SELECTED EXTRACT ::
--------------------------------

The clock’s ticking – deadlines for updating entries in the lobbying register imminent
Under the revised LobbyRG, which has been in force since 1 March 20241, lobbyists face numerous additional disclosure requirements. In particular, they must provide detailed information on the activities performed in the context of lobbying. This includes the obligation to specify all current, planned and envisaged regulatory initiatives, both at federal and EU level, in which context lobbying activities vis-à-vis relevant officials are (to be) performed. To this end, lobbyists must generally also upload all essential comments and expert opinions (grundlegende Stellungnahmen und Gutachten) that they have submitted to a relevant official.
Moreover, the register entry must also include information on individuals engaged in lobbying activities who have held certain offices or functions in the Bundestag or the Federal Government, including the broader federal administration, in the past five years (“revolving door policy”).

--------------------------------

Stored data entries
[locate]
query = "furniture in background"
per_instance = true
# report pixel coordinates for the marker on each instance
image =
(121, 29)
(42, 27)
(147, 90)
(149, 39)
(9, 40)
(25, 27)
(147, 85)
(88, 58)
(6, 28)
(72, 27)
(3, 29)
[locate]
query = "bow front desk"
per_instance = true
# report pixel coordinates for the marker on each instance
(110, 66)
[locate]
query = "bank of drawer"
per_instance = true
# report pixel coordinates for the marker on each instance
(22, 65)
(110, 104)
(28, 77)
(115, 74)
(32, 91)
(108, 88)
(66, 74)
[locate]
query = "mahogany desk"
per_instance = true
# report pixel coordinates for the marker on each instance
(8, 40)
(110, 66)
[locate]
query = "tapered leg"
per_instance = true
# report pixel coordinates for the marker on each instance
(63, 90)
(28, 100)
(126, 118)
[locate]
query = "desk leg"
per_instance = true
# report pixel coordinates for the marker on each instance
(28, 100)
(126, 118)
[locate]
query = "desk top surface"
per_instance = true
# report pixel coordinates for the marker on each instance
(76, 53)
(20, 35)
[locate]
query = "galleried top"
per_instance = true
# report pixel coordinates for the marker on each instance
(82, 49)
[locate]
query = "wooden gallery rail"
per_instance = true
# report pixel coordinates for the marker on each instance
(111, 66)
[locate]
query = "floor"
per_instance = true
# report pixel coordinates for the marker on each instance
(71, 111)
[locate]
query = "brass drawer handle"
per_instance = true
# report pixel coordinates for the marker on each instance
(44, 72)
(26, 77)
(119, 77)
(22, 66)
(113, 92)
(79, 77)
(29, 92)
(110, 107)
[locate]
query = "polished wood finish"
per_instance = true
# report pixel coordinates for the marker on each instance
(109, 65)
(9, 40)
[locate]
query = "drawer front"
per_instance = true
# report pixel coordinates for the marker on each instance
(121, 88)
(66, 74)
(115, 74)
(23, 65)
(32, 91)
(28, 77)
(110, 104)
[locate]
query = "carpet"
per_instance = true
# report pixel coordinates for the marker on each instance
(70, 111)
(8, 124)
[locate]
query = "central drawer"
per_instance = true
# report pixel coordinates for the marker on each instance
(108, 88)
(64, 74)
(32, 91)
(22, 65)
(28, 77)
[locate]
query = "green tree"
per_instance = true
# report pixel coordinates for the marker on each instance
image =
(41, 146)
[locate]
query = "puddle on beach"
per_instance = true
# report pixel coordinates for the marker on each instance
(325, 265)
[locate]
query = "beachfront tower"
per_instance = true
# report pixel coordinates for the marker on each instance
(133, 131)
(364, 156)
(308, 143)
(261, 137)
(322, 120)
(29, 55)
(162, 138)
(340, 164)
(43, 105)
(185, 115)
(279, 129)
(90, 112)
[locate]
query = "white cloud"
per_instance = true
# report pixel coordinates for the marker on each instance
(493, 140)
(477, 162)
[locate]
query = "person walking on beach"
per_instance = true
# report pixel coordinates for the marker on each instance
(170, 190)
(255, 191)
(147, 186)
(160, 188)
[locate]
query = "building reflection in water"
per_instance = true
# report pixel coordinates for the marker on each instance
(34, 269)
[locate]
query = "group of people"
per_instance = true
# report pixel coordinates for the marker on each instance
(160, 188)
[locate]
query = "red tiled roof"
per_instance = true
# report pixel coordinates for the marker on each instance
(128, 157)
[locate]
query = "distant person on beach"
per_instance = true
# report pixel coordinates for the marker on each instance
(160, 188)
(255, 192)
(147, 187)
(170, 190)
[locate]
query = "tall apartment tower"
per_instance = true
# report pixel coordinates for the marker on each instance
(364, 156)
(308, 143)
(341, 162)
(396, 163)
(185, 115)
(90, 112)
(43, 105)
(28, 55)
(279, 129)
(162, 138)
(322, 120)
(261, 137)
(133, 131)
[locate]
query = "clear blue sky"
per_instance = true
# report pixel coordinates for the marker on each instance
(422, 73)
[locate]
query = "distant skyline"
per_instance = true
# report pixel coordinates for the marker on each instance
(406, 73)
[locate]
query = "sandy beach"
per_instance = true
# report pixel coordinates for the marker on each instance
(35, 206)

--------------------------------

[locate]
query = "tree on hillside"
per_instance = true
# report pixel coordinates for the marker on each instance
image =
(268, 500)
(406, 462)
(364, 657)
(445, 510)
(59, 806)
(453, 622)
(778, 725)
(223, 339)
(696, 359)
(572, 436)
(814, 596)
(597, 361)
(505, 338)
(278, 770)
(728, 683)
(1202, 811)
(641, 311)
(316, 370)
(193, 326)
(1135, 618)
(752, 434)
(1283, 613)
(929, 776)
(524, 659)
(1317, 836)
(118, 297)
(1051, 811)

--------------------------------

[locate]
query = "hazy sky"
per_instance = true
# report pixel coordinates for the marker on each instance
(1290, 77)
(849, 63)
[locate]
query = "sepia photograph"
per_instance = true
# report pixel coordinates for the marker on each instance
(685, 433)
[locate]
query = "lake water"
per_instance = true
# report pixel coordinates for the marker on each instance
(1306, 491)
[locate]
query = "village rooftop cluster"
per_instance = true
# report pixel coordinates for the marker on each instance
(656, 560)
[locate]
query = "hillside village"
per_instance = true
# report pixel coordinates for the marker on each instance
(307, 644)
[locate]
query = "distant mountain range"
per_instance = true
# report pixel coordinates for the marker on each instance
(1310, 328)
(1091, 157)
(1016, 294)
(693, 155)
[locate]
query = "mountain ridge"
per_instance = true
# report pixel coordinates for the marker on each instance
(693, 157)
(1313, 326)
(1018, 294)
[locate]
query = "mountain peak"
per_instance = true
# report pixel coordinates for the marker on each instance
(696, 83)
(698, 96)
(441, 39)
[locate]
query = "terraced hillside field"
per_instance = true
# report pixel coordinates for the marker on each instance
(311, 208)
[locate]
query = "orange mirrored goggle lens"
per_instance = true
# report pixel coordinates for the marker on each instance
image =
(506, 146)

--------------------------------

DIRECTION ::
Answer these questions from the text on the lobbying register:
(a) At which two levels must lobbyists specify the regulatory initiatives connected to their lobbying activities?
(b) What documents must lobbyists generally upload to the register?
(c) How far back does the disclosure on former offices or functions in the Bundestag or the Federal Government reach?
The listing has no connection to the text on the lobbying register.

FINISHED ANSWER ::
(a) At federal level and EU level.
(b) All essential comments and expert opinions they have submitted to a relevant official.
(c) The past five years.